Pick out every line below in which the word "white" appears, and copy each one in full. Case counts.

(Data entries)

** Begin **

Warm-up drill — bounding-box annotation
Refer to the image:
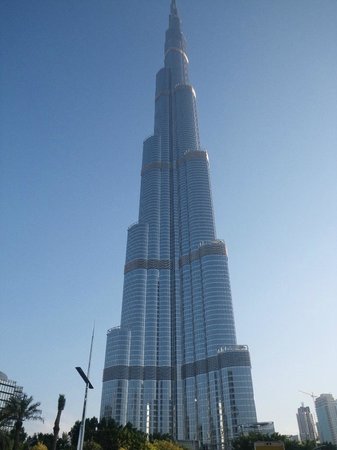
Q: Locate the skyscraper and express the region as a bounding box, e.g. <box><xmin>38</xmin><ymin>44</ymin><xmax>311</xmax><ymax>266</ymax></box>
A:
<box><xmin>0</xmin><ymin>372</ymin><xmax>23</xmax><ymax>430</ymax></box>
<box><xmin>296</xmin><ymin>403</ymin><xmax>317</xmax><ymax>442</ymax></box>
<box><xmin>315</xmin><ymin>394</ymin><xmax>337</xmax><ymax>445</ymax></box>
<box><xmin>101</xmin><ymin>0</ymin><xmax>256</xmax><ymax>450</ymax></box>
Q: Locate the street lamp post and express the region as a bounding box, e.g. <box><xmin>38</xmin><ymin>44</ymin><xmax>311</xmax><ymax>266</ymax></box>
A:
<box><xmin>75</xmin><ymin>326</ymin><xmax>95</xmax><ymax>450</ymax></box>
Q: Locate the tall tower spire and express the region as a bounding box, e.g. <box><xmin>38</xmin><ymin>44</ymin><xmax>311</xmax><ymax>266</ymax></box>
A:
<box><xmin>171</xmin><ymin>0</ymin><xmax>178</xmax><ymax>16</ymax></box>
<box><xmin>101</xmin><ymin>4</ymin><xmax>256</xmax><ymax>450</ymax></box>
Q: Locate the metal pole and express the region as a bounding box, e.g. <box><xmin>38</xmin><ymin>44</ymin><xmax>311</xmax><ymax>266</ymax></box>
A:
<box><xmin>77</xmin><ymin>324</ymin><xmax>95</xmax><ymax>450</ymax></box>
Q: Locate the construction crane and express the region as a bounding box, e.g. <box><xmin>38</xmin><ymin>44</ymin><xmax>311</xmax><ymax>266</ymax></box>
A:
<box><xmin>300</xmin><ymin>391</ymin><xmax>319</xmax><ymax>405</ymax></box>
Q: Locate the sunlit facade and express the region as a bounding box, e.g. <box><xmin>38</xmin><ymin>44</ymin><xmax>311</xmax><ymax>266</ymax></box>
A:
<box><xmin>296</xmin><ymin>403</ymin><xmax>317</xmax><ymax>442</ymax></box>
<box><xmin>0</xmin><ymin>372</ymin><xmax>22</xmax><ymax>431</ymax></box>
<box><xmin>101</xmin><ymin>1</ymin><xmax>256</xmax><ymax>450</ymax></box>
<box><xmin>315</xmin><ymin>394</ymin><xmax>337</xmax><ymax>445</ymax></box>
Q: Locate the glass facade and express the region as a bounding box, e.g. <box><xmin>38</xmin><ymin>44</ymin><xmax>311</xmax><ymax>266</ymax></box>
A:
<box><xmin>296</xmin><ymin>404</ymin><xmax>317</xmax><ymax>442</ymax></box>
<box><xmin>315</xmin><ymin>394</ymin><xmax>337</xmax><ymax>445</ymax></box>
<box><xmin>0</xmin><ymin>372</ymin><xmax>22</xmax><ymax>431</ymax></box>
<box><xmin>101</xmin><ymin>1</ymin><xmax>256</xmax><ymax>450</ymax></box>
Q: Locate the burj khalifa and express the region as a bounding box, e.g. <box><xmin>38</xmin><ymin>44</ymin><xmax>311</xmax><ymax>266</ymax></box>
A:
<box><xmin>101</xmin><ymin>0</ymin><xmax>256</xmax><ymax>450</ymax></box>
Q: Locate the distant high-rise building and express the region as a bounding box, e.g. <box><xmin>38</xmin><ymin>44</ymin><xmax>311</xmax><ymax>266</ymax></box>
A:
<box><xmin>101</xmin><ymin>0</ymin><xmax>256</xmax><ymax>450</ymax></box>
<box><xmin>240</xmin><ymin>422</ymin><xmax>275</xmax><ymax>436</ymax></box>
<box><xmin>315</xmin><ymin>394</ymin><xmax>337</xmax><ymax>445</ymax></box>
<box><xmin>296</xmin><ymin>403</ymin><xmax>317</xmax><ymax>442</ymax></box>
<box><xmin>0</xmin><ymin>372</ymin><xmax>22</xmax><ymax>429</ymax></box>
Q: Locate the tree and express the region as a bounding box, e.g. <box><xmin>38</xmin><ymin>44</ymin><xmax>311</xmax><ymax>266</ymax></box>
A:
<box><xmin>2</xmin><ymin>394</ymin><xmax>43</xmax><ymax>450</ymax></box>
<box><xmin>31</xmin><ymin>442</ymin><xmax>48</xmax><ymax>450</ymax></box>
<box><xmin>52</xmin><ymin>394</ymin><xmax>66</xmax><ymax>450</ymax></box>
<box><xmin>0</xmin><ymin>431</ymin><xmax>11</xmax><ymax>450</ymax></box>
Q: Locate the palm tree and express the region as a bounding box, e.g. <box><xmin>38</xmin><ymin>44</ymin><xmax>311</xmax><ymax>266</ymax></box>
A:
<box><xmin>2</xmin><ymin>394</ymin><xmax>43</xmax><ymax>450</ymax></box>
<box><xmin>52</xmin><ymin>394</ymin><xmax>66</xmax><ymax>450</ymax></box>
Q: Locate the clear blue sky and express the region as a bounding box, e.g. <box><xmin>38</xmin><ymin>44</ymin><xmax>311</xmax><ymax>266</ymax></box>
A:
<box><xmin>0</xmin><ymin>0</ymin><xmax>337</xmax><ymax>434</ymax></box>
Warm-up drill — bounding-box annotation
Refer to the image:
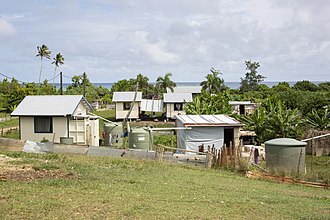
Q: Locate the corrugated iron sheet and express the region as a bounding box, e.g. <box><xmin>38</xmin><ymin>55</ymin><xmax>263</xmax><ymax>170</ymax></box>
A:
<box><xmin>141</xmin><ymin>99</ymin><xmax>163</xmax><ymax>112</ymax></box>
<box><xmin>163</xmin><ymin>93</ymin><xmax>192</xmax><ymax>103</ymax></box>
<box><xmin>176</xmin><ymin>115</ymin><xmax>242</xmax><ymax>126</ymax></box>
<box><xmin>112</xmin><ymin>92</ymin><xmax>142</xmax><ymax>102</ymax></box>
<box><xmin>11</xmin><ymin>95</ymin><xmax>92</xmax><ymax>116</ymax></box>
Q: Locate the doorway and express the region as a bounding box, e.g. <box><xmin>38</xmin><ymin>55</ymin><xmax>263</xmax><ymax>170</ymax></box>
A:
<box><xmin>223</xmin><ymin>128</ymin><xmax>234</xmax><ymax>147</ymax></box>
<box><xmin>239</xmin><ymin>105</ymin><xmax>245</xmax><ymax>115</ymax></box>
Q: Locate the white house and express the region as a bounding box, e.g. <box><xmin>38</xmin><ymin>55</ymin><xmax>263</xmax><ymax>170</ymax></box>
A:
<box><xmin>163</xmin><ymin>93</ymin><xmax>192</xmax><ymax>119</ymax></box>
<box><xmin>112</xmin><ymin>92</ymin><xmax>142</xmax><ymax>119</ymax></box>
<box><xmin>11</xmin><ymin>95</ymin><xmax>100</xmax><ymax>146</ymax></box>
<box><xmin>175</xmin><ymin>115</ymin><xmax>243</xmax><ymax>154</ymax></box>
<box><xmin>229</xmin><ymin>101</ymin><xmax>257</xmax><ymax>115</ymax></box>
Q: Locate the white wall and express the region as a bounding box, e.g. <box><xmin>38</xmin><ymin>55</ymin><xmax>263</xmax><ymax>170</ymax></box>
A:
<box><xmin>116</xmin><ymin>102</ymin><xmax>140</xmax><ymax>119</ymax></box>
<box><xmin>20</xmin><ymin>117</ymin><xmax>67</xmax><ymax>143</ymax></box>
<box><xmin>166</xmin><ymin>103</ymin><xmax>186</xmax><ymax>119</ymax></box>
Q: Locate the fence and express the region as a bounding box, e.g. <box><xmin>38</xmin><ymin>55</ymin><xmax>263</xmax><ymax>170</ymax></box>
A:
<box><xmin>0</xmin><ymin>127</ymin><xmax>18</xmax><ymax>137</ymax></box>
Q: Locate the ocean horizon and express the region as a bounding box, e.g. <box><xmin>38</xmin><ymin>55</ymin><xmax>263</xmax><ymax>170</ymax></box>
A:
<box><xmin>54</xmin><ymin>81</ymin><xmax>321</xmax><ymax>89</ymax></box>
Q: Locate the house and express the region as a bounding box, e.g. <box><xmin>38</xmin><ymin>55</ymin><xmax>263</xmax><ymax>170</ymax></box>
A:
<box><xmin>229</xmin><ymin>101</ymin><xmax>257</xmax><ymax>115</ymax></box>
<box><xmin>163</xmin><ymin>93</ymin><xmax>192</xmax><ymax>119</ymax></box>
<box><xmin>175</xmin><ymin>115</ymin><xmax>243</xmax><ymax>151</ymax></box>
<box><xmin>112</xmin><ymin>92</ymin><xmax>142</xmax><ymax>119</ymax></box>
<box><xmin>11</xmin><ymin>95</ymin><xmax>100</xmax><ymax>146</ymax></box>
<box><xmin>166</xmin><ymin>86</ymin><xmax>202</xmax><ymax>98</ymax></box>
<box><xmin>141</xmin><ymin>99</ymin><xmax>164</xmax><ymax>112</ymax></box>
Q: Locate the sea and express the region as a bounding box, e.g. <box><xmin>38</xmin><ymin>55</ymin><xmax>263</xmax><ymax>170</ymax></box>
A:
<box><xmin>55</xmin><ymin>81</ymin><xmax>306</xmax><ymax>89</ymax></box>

** End **

# TASK OUTPUT:
Q: Locate the white house and express the region as a bounding box, e.g. <box><xmin>38</xmin><ymin>55</ymin><xmax>263</xmax><ymax>170</ymax></box>
Q: Locate the white wall and express the region as a bounding box, e.g. <box><xmin>38</xmin><ymin>55</ymin><xmax>263</xmax><ymax>170</ymax></box>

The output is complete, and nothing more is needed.